URI: 
       # taz.de -- Die Goldenen Zitronen auf Englisch: Dem toten Frosch den Arsch retten
       
       > Die Goldenen Zitronen haben für „Flogging a Dead Frog“ Songs ihrer
       > letzten Alben neu eingespielt und auf Englisch gesungen. Nicht die beste
       > Idee.
       
   IMG Bild: Gehen ihren Weg gar nicht so konsequent, wie es hier aussieht: Die Goldenen Zitronen.
       
       Seit Langem schon ist Englisch nicht mehr die Lingua franca der Popmusik.
       Da ist die Frage angemessen, warum die Hamburger Band Die Goldenen Zitronen
       das vierte Jahrzehnt ihres Bestehens ausgerechnet mit einem Album
       einläutet, das englische Versionen von Songs und Instrumentals ihrer
       letzten drei Veröffentlichungen enthält.
       
       Auch wenn der Albumtitel eine Anspielung auf „Flogging A Dead Horse“ von
       den Sex Pistols ist – eine Singles-Compilation, die nach Auflösung der
       Londoner Band herauskam und aus dem langsam verblassenden kontroversen
       Image noch ein wenig Kapital schlagen sollte: Ihre lange Karriere in der
       Subkultur macht Die Goldenen Zitronen erst mal unverdächtig. Sie stehen
       nicht im Verdacht, ihre Fans zynisch zu schröpfen, indem sie ihnen den
       selben Scheiß zweimal unterjubeln. Und das auch noch unter einem Titel, der
       ihnen unter die Nase reibt, dass sie jetzt übers Ohr gehauen werden!
       
       Was also ist nun das Neue von „Flogging a Dead Frog“? Keines der Remakes
       weicht stark von seiner jeweiligen Originalfassung ab. Der einzige
       wirkliche Unterschied ist, dass die Songs auf Englisch gesungen sind.

--- Vorliegende Angaben ---
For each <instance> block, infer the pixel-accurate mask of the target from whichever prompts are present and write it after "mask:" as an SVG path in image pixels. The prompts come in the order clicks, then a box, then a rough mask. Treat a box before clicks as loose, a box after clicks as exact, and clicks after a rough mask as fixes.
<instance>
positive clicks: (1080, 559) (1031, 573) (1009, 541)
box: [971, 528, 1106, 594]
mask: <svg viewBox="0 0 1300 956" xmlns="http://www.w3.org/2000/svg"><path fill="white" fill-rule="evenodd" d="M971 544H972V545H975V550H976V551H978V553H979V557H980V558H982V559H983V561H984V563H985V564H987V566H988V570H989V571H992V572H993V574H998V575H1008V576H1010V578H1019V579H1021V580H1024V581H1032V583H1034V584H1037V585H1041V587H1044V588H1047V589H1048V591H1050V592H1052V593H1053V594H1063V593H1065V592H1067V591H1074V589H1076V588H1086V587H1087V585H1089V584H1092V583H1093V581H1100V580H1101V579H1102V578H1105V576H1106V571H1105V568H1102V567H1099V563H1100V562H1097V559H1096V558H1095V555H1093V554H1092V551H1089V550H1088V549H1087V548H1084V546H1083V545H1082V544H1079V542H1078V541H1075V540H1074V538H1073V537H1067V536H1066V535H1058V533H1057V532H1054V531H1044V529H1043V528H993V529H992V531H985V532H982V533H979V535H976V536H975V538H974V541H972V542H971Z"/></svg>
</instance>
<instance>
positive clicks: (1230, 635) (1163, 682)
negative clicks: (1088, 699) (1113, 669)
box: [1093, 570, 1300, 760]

--- Zu lösende Aufgaben ---
- A) Auf welches Album spielt der Titel „Flogging a Dead Frog“ laut der Besprechung über die Goldenen Zitronen an?
- B) Setzen Sie die Besprechung des Albums „Flogging a Dead Frog“ im Anschluss an ihren letzten Satz fort.

--- Die Lösungen ---
- A) Auf „Flogging A Dead Horse“ von den Sex Pistols, eine nach der Auflösung der Band erschienene Singles-Compilation.

- B)
       Eigentlich müsste die Geschichte der Popmusik die Zitronen doch gelehrt
       haben, dass beinahe alle derartigen Versuche, den angloamerikanischen Markt
       zu erobern, kläglich gescheitert sind. Ausnahme der Regel ist Kraftwerk,
       deren nichtssagenden Schulfibeltexte sich leicht in alle möglichen Sprachen
       übersetzen ließen.
       
       Sicher, deutsche One-Hit-Wunder wie Trio und Nena landeten Smashhits mit
       englischen Versionen ihrer Songs. Erstere sangen in einem sonderbar
       idiotischen Deutsch-Englisch-Wirrwarr, und die linkisch und ungelenk
       rübergebrachte „Wir lieben uns alle“-Message von Nena traf einen Nerv in
       dem Teil der Welt, in dem die Leute durch den Kalten Krieg rührselig
       geworden waren.
       
       ## Mitzünder des deutschen Punk
       
       Aber die Goldenen Zitronen, gegründet 1984, wurden zu der Zeit erwachsen,
       als deutschsprachiger Rock gerade zu vollem Leben erwacht war. Sie haben
       als Punkband angefangen und den deutschen Punk mitgezündet. Vorher sangen
       so gut wie alle deutschen Bands selbstverständlich auf Englisch. Teilweise,
       weil sie dachten, Songs auf Deutsch seien per definitionem nicht
       authentisch und würden deshalb automatisch ausgeschlossen werden aus dem
       Kreis derer, die sich mit authentischen Ausdrucksweisen stolz von den
       niederen kommerziellen Werten der Popmusik abgrenzen wollten.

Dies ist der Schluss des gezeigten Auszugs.